[Text block start]
Rock Sound is a British magazine that covers rock music. The magazine aims at being more "underground" and less commercial, while also giving coverage to better-known acts. It generally focuses on pop punk, post-hardcore, metalcore, punk, emo, hardcore, heavy metal and extreme metal genres of rock music, rarely covering indie rock music at all. The tag-line "For those who like their music loud, extreme and non-conformist" is sometimes used. Although primarily aimed at the British market, the magazine is also sold in Australia, Canada and the United States.

History
The British edition of Rock Sound was launched in March 1999 by the French publisher Editions Freeway. The magazine was bought out by its director, Patrick Napier, in December 2004. The magazines offices are in London. Separate titles with the same name have been published under the same umbrella company in France since 1993, and in Spain since 1998.
[Text block end]
(The tasks):
- A) According to the Rock Sound magazine text, who bought out the magazine in December 2004?
- B) Pick up the text about Rock Sound magazine right after its final sentence and keep writing.
[Data provided start]
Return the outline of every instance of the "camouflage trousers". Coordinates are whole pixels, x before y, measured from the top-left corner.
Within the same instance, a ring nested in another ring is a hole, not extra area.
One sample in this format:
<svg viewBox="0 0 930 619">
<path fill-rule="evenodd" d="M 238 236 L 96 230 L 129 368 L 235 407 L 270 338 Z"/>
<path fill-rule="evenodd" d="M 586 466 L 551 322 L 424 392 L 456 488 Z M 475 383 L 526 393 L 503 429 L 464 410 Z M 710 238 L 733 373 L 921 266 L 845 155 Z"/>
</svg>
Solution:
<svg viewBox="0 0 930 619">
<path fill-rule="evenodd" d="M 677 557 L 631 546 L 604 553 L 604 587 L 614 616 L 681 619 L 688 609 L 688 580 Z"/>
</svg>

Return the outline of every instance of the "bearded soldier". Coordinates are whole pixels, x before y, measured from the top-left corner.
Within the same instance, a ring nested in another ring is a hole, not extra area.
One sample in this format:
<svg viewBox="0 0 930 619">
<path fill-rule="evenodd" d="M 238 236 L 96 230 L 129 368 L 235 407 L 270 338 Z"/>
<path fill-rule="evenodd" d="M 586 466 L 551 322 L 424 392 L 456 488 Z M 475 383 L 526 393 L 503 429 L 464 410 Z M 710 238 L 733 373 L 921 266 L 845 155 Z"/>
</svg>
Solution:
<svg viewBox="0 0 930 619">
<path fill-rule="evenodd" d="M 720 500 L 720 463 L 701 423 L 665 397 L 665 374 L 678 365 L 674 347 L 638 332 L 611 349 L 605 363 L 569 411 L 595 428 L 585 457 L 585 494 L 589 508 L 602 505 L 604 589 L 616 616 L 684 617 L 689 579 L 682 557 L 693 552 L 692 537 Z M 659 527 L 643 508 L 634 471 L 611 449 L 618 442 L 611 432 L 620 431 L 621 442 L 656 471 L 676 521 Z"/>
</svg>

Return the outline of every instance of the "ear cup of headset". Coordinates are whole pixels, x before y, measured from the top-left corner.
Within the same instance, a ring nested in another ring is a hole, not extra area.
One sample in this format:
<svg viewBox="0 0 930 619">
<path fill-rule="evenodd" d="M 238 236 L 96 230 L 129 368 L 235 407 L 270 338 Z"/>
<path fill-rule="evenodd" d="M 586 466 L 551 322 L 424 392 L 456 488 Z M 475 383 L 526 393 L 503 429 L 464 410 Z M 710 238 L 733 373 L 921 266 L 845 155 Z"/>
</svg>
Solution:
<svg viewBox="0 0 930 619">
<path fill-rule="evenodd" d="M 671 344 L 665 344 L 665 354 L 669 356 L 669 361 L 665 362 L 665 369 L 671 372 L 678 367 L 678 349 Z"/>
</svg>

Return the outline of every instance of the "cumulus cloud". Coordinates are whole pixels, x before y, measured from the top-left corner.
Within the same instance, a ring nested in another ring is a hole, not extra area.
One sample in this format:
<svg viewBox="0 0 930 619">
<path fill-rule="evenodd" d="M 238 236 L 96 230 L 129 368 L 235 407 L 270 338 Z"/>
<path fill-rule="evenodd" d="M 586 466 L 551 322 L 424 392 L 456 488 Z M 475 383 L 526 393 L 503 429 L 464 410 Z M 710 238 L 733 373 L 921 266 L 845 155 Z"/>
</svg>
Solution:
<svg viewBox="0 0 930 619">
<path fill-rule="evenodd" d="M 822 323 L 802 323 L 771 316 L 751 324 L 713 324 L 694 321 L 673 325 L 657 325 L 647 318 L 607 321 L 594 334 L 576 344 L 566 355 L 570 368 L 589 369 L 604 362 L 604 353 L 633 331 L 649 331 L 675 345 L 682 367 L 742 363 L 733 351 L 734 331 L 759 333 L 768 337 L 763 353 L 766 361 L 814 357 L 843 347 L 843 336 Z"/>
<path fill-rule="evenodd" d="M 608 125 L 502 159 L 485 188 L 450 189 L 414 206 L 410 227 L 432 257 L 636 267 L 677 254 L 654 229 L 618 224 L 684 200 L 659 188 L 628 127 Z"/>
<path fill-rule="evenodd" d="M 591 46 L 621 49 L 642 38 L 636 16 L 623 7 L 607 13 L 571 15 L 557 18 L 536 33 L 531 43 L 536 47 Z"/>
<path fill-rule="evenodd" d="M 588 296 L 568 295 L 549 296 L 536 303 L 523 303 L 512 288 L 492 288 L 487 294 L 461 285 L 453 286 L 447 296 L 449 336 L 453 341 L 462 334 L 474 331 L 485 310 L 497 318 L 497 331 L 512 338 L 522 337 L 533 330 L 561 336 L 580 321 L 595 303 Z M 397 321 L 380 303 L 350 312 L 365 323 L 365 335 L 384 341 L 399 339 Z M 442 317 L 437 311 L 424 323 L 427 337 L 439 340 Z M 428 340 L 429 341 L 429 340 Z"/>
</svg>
[Data provided end]
(Written responses):
- A) Its director, Patrick Napier.

- B)
The magazine is known for including a free CD in most issues, which has tracks from bands' new albums that have not been released as singles. These are now normally called '100% Volume' or 'The Volumes', but in the past compilations were also called 'Music With Attitude', 'Bugging Your Ears!', 'Sound Check' and 'Punk Rawk Explosion'.  Sometimes whole albums are included with the magazine, particularly from bands wanting to gain exposure, including Futures' debut album The Holiday in March 2010, and Burn The Fleet's debut album The Modern Shape in May 2012.

The first issue was published in April 1999. Issue 2 featured British band Reef on the front cover, and later issues 3 and 8 featured Terrorvision and Foo Fighters respectively. In July 2011 a host of "Through The Years" articles were written to celebrate the 150th issue of the magazine. 2017 witnessed the first annual Rock Sound Awards where £1 from every magazine bundle sold was donated to the One More Light Fund in memory of Chester Bennington.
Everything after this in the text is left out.